Document extract:
** Start **
The Walkmen own the evening at The Phoenix
Friday night found New York's underdog indie rockers The Walkmen at The Phoenix, marking their only Canadian date of their five "An Evening With" shows. "Evening With" engagements mean The Walkmen play, sans opener, for over two hours (including intermission), and cover material from the scope of their career, partly to promote the vinyl re-issue of their first album, Everyone Who Pretended to Like Me Is Gone.
As fans trickled out of the rain and into the venue, it felt strange to be in such a large space, and at such an expensive show, to see a band that's been under my radar for a long time now. While I knew some fans in the audience were die-hard Walkmen aficionados, I was sure many, like me, were drawn by nostalgia and the chance to hear old favourites.
Yet, as the five piece began just after ten, I realized I was in for a good night — all my old feelings for the band's music flooded out as frontman Hamilton Leithauser's drawled "What's in it for Me." The band then began "The Rat", their most recognized and loved song, to roars from fans.
Leithauser seemed genuinely pleased to see such a large audience, and for the first handful of songs the show really did seem to be about the fans: as The Walkmen rocked through some of their most popular songs, lights lit up the crowd, and the band scanned for faces.
The highlight for me was when, as the band began "Red Moon", a line of men with brass instruments appeared on stage, whom Leithauser introduced as "Toronto's finest horn players." At the huge sound of the horn sections' explosion for the chorus of "Louisiana," I decided the show was worth it's heftier-than-some price-tag.
Once The Walkmen took up their new material, the night became less about pleasing fans and more about the men on stage, which was still enjoyable, though some songs were more rock than my taste. The band regained their charm with "Canadian Girl," which Leithauser, young John Wayne looks and all, dedicated to the audience, before belting out passioned soul vocals.
** End **
Provided records:
** Start **
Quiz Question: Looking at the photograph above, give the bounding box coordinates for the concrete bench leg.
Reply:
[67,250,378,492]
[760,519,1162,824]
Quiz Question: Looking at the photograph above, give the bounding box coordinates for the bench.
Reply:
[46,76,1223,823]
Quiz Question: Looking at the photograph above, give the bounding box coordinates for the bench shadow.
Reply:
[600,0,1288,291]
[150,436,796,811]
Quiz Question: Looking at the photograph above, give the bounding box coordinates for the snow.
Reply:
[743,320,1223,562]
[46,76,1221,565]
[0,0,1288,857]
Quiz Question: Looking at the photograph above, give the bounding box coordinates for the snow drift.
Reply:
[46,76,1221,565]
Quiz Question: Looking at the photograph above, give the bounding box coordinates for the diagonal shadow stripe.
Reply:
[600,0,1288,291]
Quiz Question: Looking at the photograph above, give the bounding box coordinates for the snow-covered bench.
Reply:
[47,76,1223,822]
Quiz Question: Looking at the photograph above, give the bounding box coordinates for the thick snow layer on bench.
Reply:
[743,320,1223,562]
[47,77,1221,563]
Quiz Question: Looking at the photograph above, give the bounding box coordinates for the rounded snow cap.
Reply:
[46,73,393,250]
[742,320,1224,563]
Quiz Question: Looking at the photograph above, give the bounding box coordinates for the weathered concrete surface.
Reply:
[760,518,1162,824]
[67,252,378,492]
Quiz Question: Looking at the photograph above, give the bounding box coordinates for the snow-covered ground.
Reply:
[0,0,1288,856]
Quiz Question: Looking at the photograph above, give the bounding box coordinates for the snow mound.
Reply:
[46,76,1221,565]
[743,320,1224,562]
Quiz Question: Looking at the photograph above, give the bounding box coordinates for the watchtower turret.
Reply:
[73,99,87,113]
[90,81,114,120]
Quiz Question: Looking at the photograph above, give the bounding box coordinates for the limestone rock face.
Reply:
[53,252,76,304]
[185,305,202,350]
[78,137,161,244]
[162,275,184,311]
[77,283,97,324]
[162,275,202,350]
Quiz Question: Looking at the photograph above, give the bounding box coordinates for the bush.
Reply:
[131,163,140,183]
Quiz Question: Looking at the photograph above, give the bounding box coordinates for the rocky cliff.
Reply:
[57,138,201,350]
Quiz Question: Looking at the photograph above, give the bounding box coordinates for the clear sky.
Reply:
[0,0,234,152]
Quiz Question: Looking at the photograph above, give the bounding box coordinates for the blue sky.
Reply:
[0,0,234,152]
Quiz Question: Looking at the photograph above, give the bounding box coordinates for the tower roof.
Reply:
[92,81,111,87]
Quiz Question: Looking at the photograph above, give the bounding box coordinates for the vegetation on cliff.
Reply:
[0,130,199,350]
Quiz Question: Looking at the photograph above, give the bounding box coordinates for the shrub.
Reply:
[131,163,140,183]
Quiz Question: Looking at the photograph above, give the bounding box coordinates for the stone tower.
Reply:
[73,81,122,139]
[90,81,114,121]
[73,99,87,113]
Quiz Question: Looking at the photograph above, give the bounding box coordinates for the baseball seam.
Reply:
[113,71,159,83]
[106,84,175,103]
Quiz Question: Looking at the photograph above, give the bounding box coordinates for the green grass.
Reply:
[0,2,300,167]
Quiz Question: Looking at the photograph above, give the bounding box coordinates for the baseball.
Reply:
** End **
Challenge A:
In the concert review, which song did the band play right after "What's in it for Me"?
Challenge B:
Can you sum up the concert review in two sentences?

Answer A:
"The Rat"

Answer B:
The Walkmen played The Phoenix on Friday night, their only Canadian date of five "An Evening With" shows, performing without an opener for over two hours. The reviewer felt the popular early songs and the horn players on "Red Moon" and "Louisiana" made the steep ticket price worthwhile, and although the new material seemed more about the band than the fans, "Canadian Girl" restored their charm.